§ SET TASKS
1 > What value does the AKO configuration excerpt below assign to clusterName?
2 > Write the next part of the AKO configuration excerpt below, starting right after its final line.

§ SELECTED EXCERPT
Reference: https://antrea.io/docs/main/docs/node-port-local/

How to configure AKO to use NodePortLocal?

You can refer to my TKGm 1.4 AMKO Install repo for the sample values.yaml and install scripts for TKG-m, AKO and AMKO. https://github.com/vincenthanjs/tkgm1.4-amko-install

values.yaml for TKG-m Cluster 1 AKO Install. Things to note are the cniPlugin: antrea and the serviceEngineGroupName.

# Default values for ako.
# This is a YAML-formatted file.
# Declare variables to be passed into your templates.
replicaCount: 1
image:
  repository: projects.registry.vmware.com/ako/ako
  pullPolicy: IfNotPresent

### This section outlines the generic AKO settings
AKOSettings:
  logLevel: WARN   # enum: INFO|DEBUG|WARN|ERROR
  fullSyncFrequency: '1800' # This frequency controls how often AKO polls the Avi controller to update itself with cloud configurations.
  apiServerPort: 8080 # Internal port for AKO's API server for the liveness probe of the AKO pod default=8080
  deleteConfig: 'false' # Has to be set to true in configmap if user wants to delete AKO created objects from AVI
  disableStaticRouteSync: 'false' # If the POD networks are reachable from the Avi SE, set this knob to true.
  clusterName: tkgm-guest1   # A unique identifier for the kubernetes cluster, that helps distinguish the objects for this cluster in the avi controller. // MUST-EDIT
  cniPlugin: 'antrea' # Set the string if your CNI is calico or openshift. enum: calico|canal|flannel|openshift|antrea|ncp
  enableEVH: false # This enables the Enhanced Virtual Hosting Model in Avi Controller for the Virtual Services
  layer7Only: false # If this flag is switched on, then AKO will only do layer 7 loadbalancing.

§ DATA EXTRACT
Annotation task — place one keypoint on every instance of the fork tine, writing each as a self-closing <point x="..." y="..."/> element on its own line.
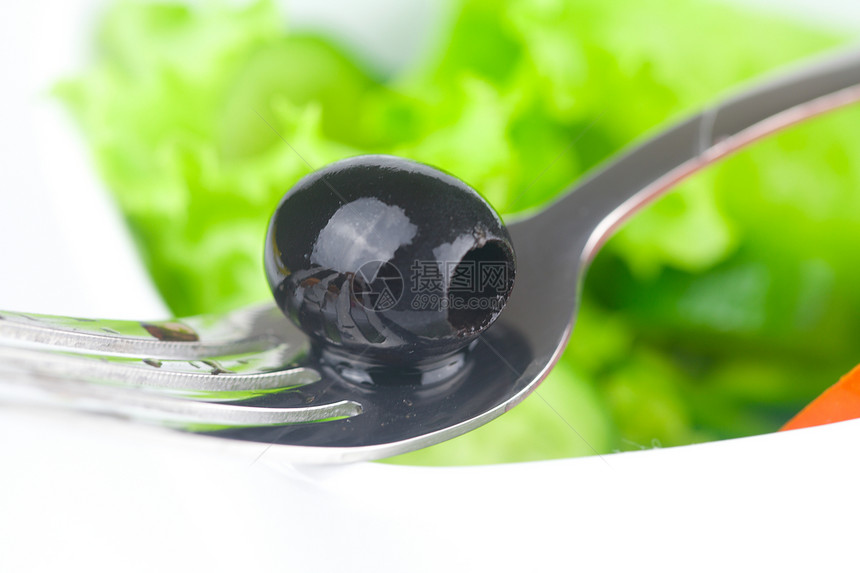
<point x="213" y="377"/>
<point x="149" y="407"/>
<point x="246" y="330"/>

§ ANSWERS TO THE PROBLEMS
1 > tkgm-guest1

2 >
  # NamespaceSelector contains label key and value used for namespacemigration
  # Same label has to be present on namespace/s which needs migration/sync to AKO
  namespaceSelector:
    labelKey: ''
    labelValue: ''
  servicesAPI: false # Flag that enables AKO in services API mode: https://kubernetes-sigs.github.io/service-apis/. Currently implemented only for L4. This flag uses the upstream GA APIs which are not backward compatible
                     # with the advancedL4 APIs which uses a fork and a version of v1alpha1pre1

### This section outlines the network settings for virtualservices.
NetworkSettings:
  ## This list of network and cidrs are used in pool placement network for vcenter cloud.
  ## Node Network details are not needed when in nodeport mode / static routes are disabled / non vcenter clouds.
  #nodeNetworkList: []
  nodeNetworkList:
     - networkName: "VDS01-VLAN114-Workload"
       cidrs:
         - 10.114.1.0/24
  enableRHI: false # This is a cluster wide setting for BGP peering.
  nsxtT1LR: '' # T1 Logical Segment mapping for backend network. Only applies to NSX-T cloud.
  bgpPeerLabels: [] # Select BGP peers using bgpPeerLabels, for selective VsVip advertisement.
  # bgpPeerLabels:
  #   - peer1
  #   - peer2
  #vipNetworkList: [] # Network information of the VIP network. Multiple networks allowed only for AWS Cloud.
  vipNetworkList:
   - networkName: "VDS01-VLAN112-VIP"
     cidr: 10.112.1.0/24

### This section outlines all the knobs  used to control Layer 7 loadbalancing settings in AKO.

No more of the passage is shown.